Convert all the data below into a JSON list of strings, with one string per line and blank lines skipped. Leave the pictures out.
====================
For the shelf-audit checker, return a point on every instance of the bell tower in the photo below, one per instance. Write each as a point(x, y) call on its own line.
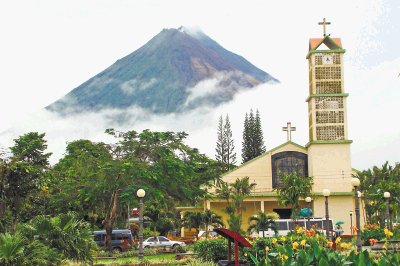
point(329, 146)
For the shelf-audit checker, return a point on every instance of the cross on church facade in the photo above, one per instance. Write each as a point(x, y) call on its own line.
point(324, 23)
point(289, 130)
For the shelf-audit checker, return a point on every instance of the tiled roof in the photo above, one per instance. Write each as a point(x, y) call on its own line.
point(315, 42)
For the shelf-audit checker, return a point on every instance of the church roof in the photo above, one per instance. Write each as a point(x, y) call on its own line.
point(264, 154)
point(332, 44)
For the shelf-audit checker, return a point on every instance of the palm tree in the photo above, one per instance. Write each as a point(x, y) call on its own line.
point(193, 220)
point(292, 189)
point(65, 233)
point(262, 222)
point(12, 249)
point(211, 218)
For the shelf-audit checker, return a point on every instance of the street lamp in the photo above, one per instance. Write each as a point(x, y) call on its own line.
point(308, 200)
point(326, 192)
point(351, 222)
point(386, 195)
point(355, 182)
point(140, 193)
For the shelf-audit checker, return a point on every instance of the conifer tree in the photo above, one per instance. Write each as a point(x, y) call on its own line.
point(230, 147)
point(225, 150)
point(259, 147)
point(221, 144)
point(253, 140)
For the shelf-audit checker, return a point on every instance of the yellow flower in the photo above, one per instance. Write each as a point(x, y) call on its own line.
point(283, 257)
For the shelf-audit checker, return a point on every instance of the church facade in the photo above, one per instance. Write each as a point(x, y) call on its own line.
point(326, 157)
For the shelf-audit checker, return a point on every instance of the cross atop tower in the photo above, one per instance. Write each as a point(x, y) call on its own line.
point(289, 130)
point(324, 23)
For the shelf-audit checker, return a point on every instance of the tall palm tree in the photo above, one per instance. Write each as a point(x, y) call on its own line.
point(262, 222)
point(11, 249)
point(211, 218)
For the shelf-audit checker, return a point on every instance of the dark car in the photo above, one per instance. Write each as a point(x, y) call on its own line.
point(121, 240)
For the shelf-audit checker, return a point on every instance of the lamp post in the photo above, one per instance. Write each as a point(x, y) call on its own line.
point(326, 192)
point(308, 200)
point(351, 222)
point(355, 182)
point(140, 193)
point(386, 195)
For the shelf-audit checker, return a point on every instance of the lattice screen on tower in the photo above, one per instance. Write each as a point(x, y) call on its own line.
point(324, 87)
point(328, 72)
point(329, 103)
point(333, 132)
point(318, 59)
point(336, 58)
point(328, 117)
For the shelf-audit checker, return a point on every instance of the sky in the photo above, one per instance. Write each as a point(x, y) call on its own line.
point(49, 47)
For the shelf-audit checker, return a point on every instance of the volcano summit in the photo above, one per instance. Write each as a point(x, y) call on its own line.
point(177, 70)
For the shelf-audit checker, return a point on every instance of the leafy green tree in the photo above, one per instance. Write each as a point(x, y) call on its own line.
point(15, 249)
point(65, 233)
point(292, 189)
point(262, 222)
point(23, 174)
point(193, 220)
point(253, 140)
point(101, 178)
point(11, 249)
point(376, 181)
point(235, 194)
point(211, 218)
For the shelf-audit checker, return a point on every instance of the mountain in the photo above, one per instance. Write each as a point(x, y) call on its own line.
point(177, 69)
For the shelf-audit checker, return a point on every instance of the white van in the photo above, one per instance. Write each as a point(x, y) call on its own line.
point(284, 226)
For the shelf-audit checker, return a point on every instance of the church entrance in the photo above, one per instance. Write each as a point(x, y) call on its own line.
point(283, 213)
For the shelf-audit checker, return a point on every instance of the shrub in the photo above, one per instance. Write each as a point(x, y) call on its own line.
point(211, 249)
point(371, 231)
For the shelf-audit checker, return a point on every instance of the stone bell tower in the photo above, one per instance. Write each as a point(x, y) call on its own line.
point(328, 146)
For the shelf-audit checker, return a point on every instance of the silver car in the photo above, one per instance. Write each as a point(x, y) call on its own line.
point(161, 242)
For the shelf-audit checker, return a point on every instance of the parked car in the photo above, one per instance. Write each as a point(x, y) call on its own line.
point(161, 242)
point(121, 240)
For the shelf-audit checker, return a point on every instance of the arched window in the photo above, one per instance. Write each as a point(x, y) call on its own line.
point(288, 162)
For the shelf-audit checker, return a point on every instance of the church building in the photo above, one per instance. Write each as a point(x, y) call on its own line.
point(326, 157)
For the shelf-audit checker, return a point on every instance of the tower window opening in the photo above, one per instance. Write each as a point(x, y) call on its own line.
point(326, 87)
point(324, 72)
point(334, 132)
point(324, 117)
point(329, 103)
====================
→ **Solution below**:
[
  "For the shelf-audit checker, return a point on every instance of the bell tower in the photo below, one per instance. Write each as a point(x, y) call on its own line.",
  "point(329, 146)",
  "For the shelf-audit checker, return a point on every instance of the cross on church facade in the photo above, one per instance. Write each as a point(x, y) call on its own line.",
  "point(324, 23)",
  "point(289, 130)",
  "For the shelf-audit checker, return a point on every instance of the tiled roof in the photo above, one per instance. Write each as a point(x, y) call on its own line.",
  "point(315, 42)",
  "For the shelf-audit checker, return a point on every instance of the church roof in the photo above, one per instance. Write each as a point(x, y) call on its own line.",
  "point(264, 154)",
  "point(332, 44)",
  "For the shelf-audit checker, return a point on every instance of the palm tree in the photo above, one per instance. Write each as a point(x, y) call on its own line.",
  "point(193, 220)",
  "point(292, 189)",
  "point(65, 233)",
  "point(262, 222)",
  "point(12, 249)",
  "point(211, 218)",
  "For the shelf-audit checker, return a point on every instance of the street lamp in the photo above, one per instance. Write each as a point(x, y) call on its own line.",
  "point(308, 200)",
  "point(326, 192)",
  "point(351, 222)",
  "point(386, 195)",
  "point(355, 182)",
  "point(140, 193)",
  "For the shelf-audit checker, return a point on every instance of the conifer tree in the photo above, one per instance. Write each as a point(x, y) call on its own line.",
  "point(230, 147)",
  "point(225, 150)",
  "point(259, 147)",
  "point(221, 144)",
  "point(253, 140)",
  "For the shelf-audit checker, return a point on every instance of the yellow flower in the photo above, one per instance. Write each as a point(x, y) call on its own line.",
  "point(283, 257)",
  "For the shelf-audit checker, return a point on every instance of the church facade in the photo above, one per instance. Write each as a point(x, y) call on its own line.",
  "point(326, 157)",
  "For the shelf-audit checker, return a point on every instance of the cross atop tower in the photo above, one per instance. Write each as a point(x, y) call on its own line.",
  "point(289, 130)",
  "point(324, 23)",
  "For the shelf-audit checker, return a point on every instance of the tall palm tree in the photo above, one per instance. Write each as a point(x, y) call on its own line.",
  "point(262, 222)",
  "point(11, 249)",
  "point(211, 218)",
  "For the shelf-audit checker, return a point on every instance of the dark car in the photo above, one per instance. Write each as a point(x, y) call on its own line.",
  "point(121, 240)",
  "For the shelf-audit checker, return a point on every instance of the lamp post in the photo above, one per instance. Write each as a point(x, y) call on its own line.",
  "point(326, 192)",
  "point(308, 200)",
  "point(351, 222)",
  "point(355, 182)",
  "point(140, 193)",
  "point(386, 195)",
  "For the shelf-audit checker, return a point on every instance of the lattice screen on tower in the photo above, one per instance. Write each as a point(x, y) call on its own line.",
  "point(324, 87)",
  "point(328, 72)",
  "point(329, 103)",
  "point(333, 132)",
  "point(318, 59)",
  "point(336, 58)",
  "point(328, 117)",
  "For the shelf-audit checker, return a point on every instance of the sky in the photo above, one per instance. Write each as a point(x, y) call on its own line.",
  "point(49, 47)",
  "For the shelf-audit checker, return a point on every instance of the volcano summit in the photo above, one per instance. Write each as a point(x, y) call on its own line.",
  "point(177, 70)",
  "For the shelf-audit checker, return a point on every instance of the leafy green tree in the photo above, one per instance. Write each as a point(x, y) call on its own line.",
  "point(15, 249)",
  "point(65, 233)",
  "point(292, 189)",
  "point(262, 222)",
  "point(23, 174)",
  "point(193, 220)",
  "point(253, 140)",
  "point(101, 178)",
  "point(11, 249)",
  "point(376, 181)",
  "point(235, 194)",
  "point(211, 218)",
  "For the shelf-audit checker, return a point on every instance of the mountain in the photo above, one per instance. Write each as a point(x, y) call on its own line.",
  "point(177, 69)",
  "For the shelf-audit checker, return a point on every instance of the white van in the photo above, one per instance. Write each as a point(x, y) call on its own line.",
  "point(284, 226)",
  "For the shelf-audit checker, return a point on every instance of the church entrance in the photo above, one per instance. Write each as a point(x, y) call on its own line.",
  "point(283, 213)",
  "For the shelf-audit checker, return a point on every instance of the shrub in the photo above, one per instance. Write each as a point(x, y) call on its own line.",
  "point(211, 249)",
  "point(371, 231)",
  "For the shelf-audit checker, return a point on every instance of the stone bell tower in the photo above, one per instance. Write each as a point(x, y) call on its own line.",
  "point(328, 146)",
  "For the shelf-audit checker, return a point on every instance of the silver car in the photo above, one per instance. Write each as a point(x, y) call on its own line.",
  "point(161, 242)",
  "For the shelf-audit checker, return a point on every instance of the parked car in the photo above, one per instance. Write each as a point(x, y) call on its own line.",
  "point(161, 242)",
  "point(121, 240)",
  "For the shelf-audit checker, return a point on every instance of the arched window in the photo above, one per instance. Write each as a point(x, y) call on its own line.",
  "point(288, 162)",
  "For the shelf-audit checker, return a point on every instance of the church building in the photo above, one per instance. Write each as a point(x, y) call on its own line.",
  "point(326, 157)",
  "For the shelf-audit checker, return a point on every instance of the tower window opening in the photo above, one per instance. Write each as a point(x, y) call on its own line.",
  "point(326, 87)",
  "point(324, 72)",
  "point(334, 132)",
  "point(324, 117)",
  "point(329, 103)"
]